* _Directions_
Repeat nothing but the line containing "[point] at the off-road" and the lines that follow it, up to and including the last line of the data below.

* _Exercise materials_
———

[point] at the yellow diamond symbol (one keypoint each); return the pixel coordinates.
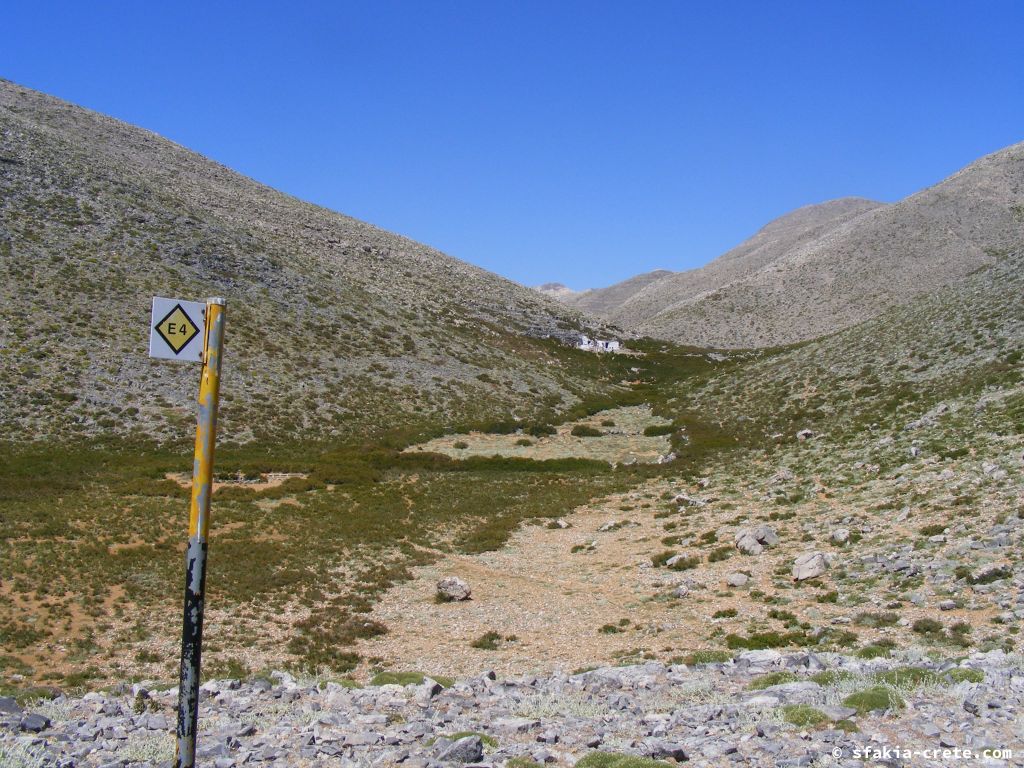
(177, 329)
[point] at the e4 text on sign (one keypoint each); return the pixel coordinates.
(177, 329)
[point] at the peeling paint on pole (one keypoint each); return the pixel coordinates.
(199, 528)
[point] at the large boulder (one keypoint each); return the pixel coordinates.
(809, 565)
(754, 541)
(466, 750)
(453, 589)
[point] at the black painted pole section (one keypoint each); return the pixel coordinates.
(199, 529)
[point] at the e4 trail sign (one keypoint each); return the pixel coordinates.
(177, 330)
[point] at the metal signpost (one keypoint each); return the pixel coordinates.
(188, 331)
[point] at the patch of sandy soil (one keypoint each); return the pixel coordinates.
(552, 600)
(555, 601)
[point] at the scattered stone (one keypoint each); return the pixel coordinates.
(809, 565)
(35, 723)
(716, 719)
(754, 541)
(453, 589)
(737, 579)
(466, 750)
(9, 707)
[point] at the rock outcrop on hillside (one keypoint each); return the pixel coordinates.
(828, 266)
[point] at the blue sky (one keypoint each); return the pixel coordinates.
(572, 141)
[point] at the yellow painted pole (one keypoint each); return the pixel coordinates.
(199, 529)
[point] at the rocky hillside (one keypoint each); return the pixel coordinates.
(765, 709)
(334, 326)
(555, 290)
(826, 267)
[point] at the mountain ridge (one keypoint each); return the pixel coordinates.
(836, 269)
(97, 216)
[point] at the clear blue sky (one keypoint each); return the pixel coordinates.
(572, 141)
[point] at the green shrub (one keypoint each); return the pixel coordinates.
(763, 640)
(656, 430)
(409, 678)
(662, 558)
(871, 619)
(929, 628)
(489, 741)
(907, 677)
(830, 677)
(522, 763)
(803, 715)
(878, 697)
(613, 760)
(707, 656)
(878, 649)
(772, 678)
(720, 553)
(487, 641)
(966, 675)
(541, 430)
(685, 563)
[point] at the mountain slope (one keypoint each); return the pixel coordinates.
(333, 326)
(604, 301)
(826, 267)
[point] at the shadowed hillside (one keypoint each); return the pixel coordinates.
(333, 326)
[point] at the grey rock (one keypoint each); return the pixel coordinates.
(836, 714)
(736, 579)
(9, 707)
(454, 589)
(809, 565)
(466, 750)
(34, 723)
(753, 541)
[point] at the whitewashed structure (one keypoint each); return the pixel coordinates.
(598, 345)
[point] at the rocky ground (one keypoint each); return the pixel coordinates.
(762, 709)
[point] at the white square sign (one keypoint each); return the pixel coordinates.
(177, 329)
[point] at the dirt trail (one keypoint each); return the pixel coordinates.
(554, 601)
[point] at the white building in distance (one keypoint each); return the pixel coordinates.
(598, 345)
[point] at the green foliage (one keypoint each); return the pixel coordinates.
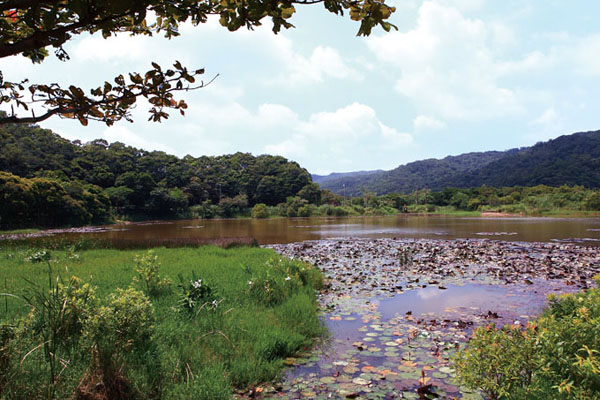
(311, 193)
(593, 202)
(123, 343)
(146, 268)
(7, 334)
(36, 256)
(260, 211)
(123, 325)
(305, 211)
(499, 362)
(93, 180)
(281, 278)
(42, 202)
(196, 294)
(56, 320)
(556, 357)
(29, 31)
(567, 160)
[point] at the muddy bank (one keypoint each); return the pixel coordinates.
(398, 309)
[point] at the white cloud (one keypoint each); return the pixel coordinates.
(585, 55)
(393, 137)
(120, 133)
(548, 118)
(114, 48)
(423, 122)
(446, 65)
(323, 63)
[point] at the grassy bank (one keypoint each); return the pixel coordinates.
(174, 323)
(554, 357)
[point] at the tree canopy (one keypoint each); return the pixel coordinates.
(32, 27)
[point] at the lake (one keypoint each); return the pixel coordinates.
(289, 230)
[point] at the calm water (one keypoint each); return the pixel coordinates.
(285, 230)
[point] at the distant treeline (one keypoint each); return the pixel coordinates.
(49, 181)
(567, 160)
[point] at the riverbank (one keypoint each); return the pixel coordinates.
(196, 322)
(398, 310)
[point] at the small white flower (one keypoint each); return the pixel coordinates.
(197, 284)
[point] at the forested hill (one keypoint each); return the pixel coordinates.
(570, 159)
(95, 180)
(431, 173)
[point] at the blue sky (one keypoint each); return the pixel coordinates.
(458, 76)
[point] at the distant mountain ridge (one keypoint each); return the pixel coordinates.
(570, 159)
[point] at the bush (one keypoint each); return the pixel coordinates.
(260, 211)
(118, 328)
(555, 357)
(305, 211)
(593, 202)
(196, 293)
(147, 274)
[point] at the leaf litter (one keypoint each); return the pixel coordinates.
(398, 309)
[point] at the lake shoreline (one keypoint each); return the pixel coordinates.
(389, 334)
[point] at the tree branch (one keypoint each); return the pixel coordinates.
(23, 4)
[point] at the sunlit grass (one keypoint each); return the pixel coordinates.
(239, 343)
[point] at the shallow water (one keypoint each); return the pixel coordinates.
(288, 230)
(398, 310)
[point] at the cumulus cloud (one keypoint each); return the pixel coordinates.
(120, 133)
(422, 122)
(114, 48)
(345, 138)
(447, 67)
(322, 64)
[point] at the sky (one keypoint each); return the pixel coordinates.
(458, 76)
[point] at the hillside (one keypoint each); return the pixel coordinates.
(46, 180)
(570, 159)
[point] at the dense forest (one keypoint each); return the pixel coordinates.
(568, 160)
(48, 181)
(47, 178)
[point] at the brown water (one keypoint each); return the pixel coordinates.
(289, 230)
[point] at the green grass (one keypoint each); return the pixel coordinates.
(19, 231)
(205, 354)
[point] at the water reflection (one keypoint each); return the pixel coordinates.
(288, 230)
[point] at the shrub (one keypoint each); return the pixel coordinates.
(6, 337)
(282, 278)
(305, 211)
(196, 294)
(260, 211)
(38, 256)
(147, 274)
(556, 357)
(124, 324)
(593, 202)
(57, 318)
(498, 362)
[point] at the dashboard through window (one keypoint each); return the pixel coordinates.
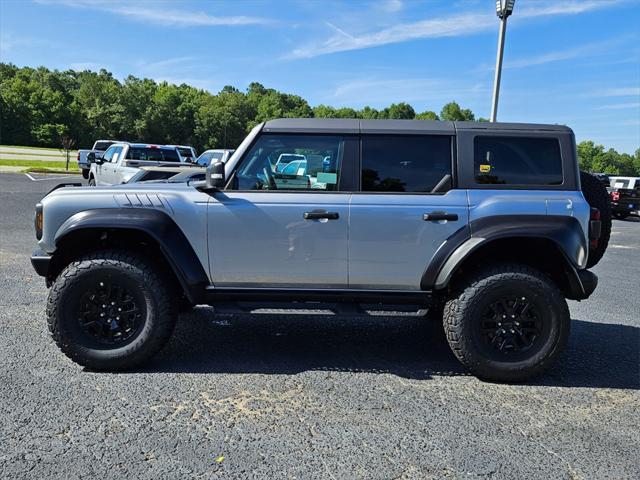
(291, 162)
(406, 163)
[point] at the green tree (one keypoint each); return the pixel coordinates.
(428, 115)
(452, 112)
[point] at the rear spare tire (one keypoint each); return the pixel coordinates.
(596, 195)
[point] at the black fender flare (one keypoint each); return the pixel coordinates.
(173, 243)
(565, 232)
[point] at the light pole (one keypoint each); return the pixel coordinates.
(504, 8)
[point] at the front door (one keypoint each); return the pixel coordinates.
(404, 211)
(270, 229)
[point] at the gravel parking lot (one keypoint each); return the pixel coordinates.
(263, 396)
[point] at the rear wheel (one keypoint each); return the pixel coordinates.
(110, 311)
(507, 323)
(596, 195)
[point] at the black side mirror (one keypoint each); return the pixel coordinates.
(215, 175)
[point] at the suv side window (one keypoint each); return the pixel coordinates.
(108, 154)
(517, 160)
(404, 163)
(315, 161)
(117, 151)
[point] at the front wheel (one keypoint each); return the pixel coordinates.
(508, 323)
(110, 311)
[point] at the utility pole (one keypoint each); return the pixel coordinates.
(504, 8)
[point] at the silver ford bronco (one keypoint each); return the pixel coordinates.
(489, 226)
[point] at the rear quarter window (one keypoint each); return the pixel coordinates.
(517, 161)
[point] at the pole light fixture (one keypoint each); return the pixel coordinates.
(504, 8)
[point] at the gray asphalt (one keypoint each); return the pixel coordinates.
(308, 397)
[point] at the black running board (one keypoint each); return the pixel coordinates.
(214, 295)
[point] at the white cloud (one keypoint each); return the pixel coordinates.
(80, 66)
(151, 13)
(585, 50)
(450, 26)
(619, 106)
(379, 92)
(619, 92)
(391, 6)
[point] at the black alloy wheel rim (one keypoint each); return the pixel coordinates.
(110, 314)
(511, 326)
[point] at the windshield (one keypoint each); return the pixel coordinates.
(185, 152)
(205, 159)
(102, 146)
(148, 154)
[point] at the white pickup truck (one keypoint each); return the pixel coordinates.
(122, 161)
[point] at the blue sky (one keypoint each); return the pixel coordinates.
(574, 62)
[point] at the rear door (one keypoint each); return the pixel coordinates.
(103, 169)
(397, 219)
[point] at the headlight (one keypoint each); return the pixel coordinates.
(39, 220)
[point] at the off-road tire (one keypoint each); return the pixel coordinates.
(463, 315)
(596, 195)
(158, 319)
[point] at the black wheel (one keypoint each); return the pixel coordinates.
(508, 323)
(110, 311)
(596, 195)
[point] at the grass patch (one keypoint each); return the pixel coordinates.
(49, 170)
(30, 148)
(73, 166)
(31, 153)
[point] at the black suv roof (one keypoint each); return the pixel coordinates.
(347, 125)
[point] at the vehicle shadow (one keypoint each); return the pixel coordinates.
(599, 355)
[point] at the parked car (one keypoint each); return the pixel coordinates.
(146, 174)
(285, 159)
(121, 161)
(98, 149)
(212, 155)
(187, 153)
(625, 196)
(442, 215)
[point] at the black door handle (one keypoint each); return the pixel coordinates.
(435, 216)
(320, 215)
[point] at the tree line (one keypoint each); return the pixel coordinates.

———

* _The completed task_
[point] at the off-road tire (one keypoint each); return the pixel coordinates.
(463, 315)
(596, 195)
(158, 319)
[point] at the black wheel (one keypoint each); return the pixel coordinates.
(508, 323)
(110, 311)
(596, 195)
[point] at the grass patch (one keypoint each); return the pixel coordinates.
(49, 170)
(30, 148)
(73, 166)
(31, 153)
[point] at the black suv roof (one keypoint each); return the pixel coordinates.
(347, 125)
[point] at the vehicle shadow (one keypoint each); return the pixel coordinates.
(599, 355)
[point] at the parked car (one keypoint each); return the pixel coordinates.
(146, 174)
(285, 159)
(121, 161)
(98, 149)
(212, 155)
(187, 153)
(625, 196)
(442, 215)
[point] at the black door handle (one keypoint each); return the pixel coordinates.
(435, 216)
(320, 215)
[point] at the tree line (one keypoint each); return the pixel coordinates.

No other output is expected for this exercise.